[Given problem] Could you reproduce, word for word, the part of the workforce research update starting with "We also built" and going on through "states in 2026!"?

[Text section]
● ● ●

We combined two key public datasets on teacher preparation programs to illustrate where new teachers are being prepared in states. We visualized this information in state dashboards that will allow states to see what districts have ready access to newly-minted teachers and to identify “teacher prep deserts”—counties where few or no teachers have been prepared over five years. Our state dashboards also give breakdowns of teachers certified in different subjects to show how many new teachers can step in to fill shortage subject areas. Armed with this information, states and programs can gain a fuller understanding of the degree to which teacher supply is meeting demand and target areas for launching new pathways into the teaching profession or offering online certification programs. 

We also built dashboards of WIOA-funded programs in the state of Colorado. They show where programs are located, which have the highest completion rates, and which offer the highest wage premiums for completers. We demoed these dashboards at a webinar with over 200 registrants representing local workforce staff; state staff from Labor, Education, Adult Education, Higher Education, and Vocational Rehabilitation agencies; state agency staff from other states; Colorado nonprofits and foundations; and national nonprofits and foundations. We’re excited to provide insights on labor supply to more states in 2026!

Studying Apprenticeship Programs in Indiana

Our team secured a grant from Arnold Ventures for the first of a two-phase project studying, mapping, and evaluating apprenticeship programs in Indiana—a leading state in workforce development. In this first phase, we will work with our partners at Upskill America at the Aspen Institute to gather data through focus groups and interviews to map all apprenticeship programs in the state, develop a framework of different programs in terms of the way they structure elements like on-the-job learning, technical instruction, hours of required training, and the types and strength of wraparound supports. To complement these qualitative data, we will link quantitative K–12, postsecondary, and workforce data and early employment outcomes to analyze which program components lead to better job placement, retention, satisfaction, and wages. We’ll use our findings from phase 1 to design a research agenda for phase 2 of the project, whose main objective will be to assess the impacts of program intensity and program components on learners' employment outcomes.

● ● ●

[Recorded information]
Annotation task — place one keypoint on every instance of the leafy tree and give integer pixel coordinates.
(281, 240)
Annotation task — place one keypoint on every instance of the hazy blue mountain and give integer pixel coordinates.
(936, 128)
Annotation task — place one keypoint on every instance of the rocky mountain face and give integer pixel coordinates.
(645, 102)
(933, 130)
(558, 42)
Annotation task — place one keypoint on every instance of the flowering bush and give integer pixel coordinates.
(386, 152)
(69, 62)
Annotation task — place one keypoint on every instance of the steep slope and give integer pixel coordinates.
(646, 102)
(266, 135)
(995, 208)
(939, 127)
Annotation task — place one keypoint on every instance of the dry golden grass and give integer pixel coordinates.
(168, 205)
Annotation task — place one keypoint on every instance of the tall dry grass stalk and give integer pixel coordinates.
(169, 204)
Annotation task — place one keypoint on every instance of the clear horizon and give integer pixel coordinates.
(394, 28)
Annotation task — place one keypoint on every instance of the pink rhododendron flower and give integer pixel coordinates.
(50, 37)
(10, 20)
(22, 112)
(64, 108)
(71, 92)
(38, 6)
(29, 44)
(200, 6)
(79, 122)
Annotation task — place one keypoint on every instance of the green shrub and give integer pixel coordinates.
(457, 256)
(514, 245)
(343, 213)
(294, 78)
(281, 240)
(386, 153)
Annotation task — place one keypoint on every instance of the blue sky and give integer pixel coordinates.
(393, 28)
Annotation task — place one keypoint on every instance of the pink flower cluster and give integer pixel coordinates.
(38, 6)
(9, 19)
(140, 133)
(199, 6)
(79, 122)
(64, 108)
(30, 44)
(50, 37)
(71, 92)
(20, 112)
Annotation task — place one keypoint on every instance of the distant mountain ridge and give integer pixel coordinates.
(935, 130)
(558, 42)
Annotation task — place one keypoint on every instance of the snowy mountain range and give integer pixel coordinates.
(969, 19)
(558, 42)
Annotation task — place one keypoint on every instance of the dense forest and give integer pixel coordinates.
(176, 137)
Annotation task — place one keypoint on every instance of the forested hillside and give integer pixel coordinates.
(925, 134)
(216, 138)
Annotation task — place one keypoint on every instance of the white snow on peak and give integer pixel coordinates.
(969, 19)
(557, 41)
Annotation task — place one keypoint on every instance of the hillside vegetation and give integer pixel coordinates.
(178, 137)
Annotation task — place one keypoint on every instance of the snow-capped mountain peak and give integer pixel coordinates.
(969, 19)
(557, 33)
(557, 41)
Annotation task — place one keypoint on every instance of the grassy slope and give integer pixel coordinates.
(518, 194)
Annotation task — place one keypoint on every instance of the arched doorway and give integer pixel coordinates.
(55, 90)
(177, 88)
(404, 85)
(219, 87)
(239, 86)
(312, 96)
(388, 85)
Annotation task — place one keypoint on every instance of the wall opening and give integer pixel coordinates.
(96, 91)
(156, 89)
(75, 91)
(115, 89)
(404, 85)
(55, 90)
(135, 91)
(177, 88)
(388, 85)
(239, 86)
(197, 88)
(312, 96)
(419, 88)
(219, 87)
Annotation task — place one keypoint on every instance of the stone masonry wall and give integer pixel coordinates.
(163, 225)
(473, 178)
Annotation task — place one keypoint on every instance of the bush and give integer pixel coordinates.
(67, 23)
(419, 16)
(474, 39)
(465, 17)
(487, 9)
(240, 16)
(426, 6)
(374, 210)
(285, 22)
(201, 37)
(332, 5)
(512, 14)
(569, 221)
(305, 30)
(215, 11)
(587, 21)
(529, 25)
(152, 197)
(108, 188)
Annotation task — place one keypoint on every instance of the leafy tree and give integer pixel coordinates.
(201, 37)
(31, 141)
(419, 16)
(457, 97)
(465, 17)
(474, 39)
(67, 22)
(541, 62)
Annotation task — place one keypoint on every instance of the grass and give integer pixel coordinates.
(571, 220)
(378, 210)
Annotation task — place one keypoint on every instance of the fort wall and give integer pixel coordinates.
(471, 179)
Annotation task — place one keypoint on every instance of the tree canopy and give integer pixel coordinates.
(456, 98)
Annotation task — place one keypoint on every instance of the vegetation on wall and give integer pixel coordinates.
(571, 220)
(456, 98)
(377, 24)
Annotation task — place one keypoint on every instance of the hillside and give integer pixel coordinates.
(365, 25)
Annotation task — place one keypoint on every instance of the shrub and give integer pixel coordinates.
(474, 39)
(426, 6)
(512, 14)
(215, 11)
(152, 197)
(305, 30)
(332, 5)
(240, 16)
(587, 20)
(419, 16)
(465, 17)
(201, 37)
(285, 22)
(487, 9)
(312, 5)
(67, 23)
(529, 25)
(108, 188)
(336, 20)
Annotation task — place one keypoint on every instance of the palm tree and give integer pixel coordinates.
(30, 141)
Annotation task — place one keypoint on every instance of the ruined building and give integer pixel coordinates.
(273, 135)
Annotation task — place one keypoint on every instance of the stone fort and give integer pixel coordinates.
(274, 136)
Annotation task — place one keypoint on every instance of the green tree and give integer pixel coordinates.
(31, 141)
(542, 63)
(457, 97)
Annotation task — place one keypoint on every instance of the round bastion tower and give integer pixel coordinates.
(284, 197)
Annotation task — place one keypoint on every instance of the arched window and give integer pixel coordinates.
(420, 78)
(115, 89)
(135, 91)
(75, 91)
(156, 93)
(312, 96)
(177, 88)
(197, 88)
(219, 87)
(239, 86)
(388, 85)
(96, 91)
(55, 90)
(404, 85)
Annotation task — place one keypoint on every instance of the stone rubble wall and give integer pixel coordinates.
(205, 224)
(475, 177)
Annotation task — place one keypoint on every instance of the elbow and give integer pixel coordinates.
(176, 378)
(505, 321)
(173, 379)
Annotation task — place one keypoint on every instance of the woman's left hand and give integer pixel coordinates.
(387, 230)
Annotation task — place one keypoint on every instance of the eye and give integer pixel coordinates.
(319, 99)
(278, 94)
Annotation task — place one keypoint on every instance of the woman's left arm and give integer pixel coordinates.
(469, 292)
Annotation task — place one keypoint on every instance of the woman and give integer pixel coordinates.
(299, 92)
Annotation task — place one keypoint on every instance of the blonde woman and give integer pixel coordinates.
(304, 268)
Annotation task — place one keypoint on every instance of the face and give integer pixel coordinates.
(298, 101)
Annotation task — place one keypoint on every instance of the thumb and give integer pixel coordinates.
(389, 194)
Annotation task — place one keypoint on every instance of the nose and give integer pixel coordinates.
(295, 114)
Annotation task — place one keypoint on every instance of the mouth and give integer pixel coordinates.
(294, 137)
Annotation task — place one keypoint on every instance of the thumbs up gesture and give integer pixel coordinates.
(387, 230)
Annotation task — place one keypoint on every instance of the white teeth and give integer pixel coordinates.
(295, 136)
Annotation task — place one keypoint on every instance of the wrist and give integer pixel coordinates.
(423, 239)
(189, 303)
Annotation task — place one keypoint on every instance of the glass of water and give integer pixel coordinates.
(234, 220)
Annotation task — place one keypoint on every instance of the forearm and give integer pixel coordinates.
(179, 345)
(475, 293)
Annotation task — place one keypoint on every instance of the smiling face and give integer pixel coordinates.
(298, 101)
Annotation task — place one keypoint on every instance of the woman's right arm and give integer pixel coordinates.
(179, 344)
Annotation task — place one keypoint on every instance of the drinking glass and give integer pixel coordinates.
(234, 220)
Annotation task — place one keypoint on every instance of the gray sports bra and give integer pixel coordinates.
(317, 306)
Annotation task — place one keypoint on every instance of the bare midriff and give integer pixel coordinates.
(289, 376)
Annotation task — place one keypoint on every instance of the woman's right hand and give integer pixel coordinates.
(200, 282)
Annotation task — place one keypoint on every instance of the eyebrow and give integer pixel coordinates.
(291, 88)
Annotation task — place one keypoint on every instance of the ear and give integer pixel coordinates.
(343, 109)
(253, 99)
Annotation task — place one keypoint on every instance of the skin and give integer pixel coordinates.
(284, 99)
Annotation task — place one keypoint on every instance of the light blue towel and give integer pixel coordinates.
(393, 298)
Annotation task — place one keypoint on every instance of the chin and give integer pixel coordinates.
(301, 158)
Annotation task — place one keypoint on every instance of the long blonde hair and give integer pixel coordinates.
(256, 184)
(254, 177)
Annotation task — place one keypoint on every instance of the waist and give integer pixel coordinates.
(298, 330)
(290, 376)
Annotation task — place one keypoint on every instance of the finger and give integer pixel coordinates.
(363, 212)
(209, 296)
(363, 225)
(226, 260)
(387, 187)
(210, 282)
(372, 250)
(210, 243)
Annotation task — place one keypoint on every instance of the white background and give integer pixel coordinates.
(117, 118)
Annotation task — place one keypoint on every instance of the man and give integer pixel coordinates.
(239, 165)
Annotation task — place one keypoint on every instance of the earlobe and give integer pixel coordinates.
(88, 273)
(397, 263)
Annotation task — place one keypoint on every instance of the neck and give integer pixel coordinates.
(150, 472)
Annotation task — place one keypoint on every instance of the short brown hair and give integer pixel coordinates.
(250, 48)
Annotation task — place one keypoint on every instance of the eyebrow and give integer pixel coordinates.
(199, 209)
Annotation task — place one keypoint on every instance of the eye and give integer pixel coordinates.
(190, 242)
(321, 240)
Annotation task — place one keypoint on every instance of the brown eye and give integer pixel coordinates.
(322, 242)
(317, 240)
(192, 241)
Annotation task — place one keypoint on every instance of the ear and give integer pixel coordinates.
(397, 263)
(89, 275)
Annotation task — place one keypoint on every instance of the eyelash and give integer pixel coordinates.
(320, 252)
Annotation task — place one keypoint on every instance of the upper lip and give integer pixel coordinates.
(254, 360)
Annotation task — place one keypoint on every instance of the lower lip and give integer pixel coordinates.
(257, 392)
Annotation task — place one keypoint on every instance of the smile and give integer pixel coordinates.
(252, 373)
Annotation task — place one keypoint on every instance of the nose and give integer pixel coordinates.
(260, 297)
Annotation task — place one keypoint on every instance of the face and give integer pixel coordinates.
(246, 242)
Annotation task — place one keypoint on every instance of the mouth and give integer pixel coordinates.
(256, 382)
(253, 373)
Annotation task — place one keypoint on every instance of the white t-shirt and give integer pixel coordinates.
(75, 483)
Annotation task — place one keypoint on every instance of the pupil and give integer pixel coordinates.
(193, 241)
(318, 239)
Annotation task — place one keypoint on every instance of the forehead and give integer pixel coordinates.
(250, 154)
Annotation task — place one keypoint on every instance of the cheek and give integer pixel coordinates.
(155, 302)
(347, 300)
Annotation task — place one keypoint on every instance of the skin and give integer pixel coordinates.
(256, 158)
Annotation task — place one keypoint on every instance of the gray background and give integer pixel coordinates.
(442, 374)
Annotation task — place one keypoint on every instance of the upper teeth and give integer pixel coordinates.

● ● ●

[Finished exercise]
We also built dashboards of WIOA-funded programs in the state of Colorado. They show where programs are located, which have the highest completion rates, and which offer the highest wage premiums for completers. We demoed these dashboards at a webinar with over 200 registrants representing local workforce staff; state staff from Labor, Education, Adult Education, Higher Education, and Vocational Rehabilitation agencies; state agency staff from other states; Colorado nonprofits and foundations; and national nonprofits and foundations. We’re excited to provide insights on labor supply to more states in 2026!